• _What needs to be done_: The copy you print must match the listing exactly, with its pictures removed.

• _Task material_:
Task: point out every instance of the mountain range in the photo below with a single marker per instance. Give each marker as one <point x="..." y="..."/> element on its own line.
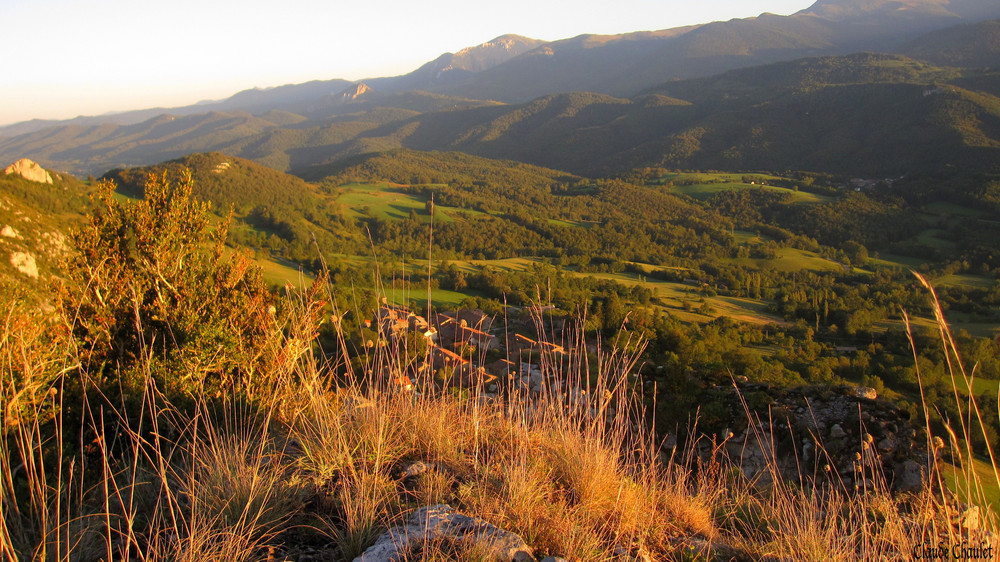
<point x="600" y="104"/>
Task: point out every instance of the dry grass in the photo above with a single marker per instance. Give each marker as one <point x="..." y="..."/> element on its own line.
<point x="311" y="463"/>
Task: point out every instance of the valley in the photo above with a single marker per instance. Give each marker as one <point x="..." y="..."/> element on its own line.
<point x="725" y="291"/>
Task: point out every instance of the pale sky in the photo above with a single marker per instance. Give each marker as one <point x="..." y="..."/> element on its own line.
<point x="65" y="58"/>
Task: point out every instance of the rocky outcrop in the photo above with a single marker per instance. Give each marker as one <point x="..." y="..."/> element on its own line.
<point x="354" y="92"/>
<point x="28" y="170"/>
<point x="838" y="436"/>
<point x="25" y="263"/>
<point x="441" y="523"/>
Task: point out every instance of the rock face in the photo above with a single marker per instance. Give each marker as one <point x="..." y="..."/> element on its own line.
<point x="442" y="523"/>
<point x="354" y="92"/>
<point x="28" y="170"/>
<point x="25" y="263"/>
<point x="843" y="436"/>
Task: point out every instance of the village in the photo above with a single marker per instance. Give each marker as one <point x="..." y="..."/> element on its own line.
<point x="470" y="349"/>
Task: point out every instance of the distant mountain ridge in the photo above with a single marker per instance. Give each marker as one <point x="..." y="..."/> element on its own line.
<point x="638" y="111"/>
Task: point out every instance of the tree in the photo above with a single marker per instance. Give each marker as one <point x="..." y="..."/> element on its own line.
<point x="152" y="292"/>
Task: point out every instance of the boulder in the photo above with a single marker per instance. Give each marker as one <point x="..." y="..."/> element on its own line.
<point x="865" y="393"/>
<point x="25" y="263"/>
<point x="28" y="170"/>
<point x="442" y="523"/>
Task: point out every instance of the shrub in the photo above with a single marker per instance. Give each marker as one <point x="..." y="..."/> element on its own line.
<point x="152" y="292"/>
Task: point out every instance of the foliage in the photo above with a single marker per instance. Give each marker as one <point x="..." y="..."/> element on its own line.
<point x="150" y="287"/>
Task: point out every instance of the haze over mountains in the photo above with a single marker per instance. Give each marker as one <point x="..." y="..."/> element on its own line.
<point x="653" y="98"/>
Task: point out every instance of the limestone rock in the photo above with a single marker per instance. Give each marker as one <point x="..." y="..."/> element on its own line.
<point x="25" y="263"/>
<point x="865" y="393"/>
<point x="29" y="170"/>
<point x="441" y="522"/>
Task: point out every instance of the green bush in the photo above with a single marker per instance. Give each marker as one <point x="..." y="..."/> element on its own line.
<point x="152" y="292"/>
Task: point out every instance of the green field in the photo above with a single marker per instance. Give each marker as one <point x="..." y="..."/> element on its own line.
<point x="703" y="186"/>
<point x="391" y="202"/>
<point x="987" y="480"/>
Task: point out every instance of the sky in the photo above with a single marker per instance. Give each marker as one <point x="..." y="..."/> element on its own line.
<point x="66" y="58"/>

• _Solution_:
Task: point out every instance of the mountain range in the photo below with a single marker per instance. Give each marker as one <point x="..." y="..."/> element on its own line.
<point x="600" y="104"/>
Task: point out every instance of the dry grass in the photo above with a single marker per instance. Give each marker as one <point x="..." y="..."/> element on its own line.
<point x="311" y="463"/>
Task: point out every instance of the valley in the photo above with a single marker per instance. Give each marker as one <point x="..." y="..."/> element on its own line.
<point x="725" y="291"/>
Task: point out every instance of the pale sky in the photo above with a single marker per instance. Give each marker as one <point x="..." y="..."/> element on its own line.
<point x="65" y="58"/>
Task: point out every instance of the rocky outcrop in the photo above with a single marker per instance. Give each marker as one <point x="..." y="..."/> element on its own line.
<point x="354" y="92"/>
<point x="28" y="170"/>
<point x="838" y="436"/>
<point x="25" y="263"/>
<point x="441" y="523"/>
Task: point out every instance of the rock face in the photo above with a single marker per instance. Give each marker as one <point x="..." y="..."/> element on its own line.
<point x="442" y="523"/>
<point x="354" y="92"/>
<point x="28" y="170"/>
<point x="25" y="263"/>
<point x="843" y="436"/>
Task: point out every instance of the village in the photo above with a single marker per instance. Give each marker as one <point x="..." y="..."/> element on its own line.
<point x="470" y="349"/>
Task: point out every instance of the distant mountain ridge in the photo above with a single marker per instance. Give each marker as one <point x="..." y="..."/> element on its own line.
<point x="638" y="111"/>
Task: point out every instance of the tree in the photo above with a single marker per instance. Give each marker as one <point x="..." y="..."/> element on its own line.
<point x="152" y="292"/>
Task: point out every instance of the boulder in the photo above with a single marker per instance. Give each marker as one <point x="..." y="..."/> element on its own line.
<point x="865" y="393"/>
<point x="25" y="263"/>
<point x="28" y="170"/>
<point x="442" y="523"/>
Task: point out every instance of the shrub in the photo above with a single marker per instance. Give each marker as one <point x="..." y="..."/> element on its own line.
<point x="152" y="292"/>
Task: point out every instance of the foliage in the photo above with a single marker per instance. Give each marker as one <point x="..." y="..."/> element on its own line.
<point x="150" y="287"/>
Task: point out every instance of the haze over mountains in the photo above with a single marker per instance. Give each marker as one <point x="..." y="..."/> element on its own line.
<point x="653" y="98"/>
Task: point out every instance of the limestone rock in the photo above with a single marker per instance. Give each marker as one <point x="..." y="..."/> element on its own line.
<point x="25" y="263"/>
<point x="865" y="393"/>
<point x="29" y="170"/>
<point x="441" y="522"/>
Task: point out every instance of the green bush in the photo above with a single marker per instance. Give each marker as one <point x="..." y="..."/> element on its own line.
<point x="152" y="292"/>
Task: point out every instance of the green field in the photo above with a single marker per instance. Give each marker as one <point x="..." y="..."/> element on its own line.
<point x="703" y="186"/>
<point x="391" y="202"/>
<point x="987" y="480"/>
Task: point out every instance of the sky in the photo above with a single marker per instance. Give each marker as one <point x="..." y="..."/> element on its own line.
<point x="66" y="58"/>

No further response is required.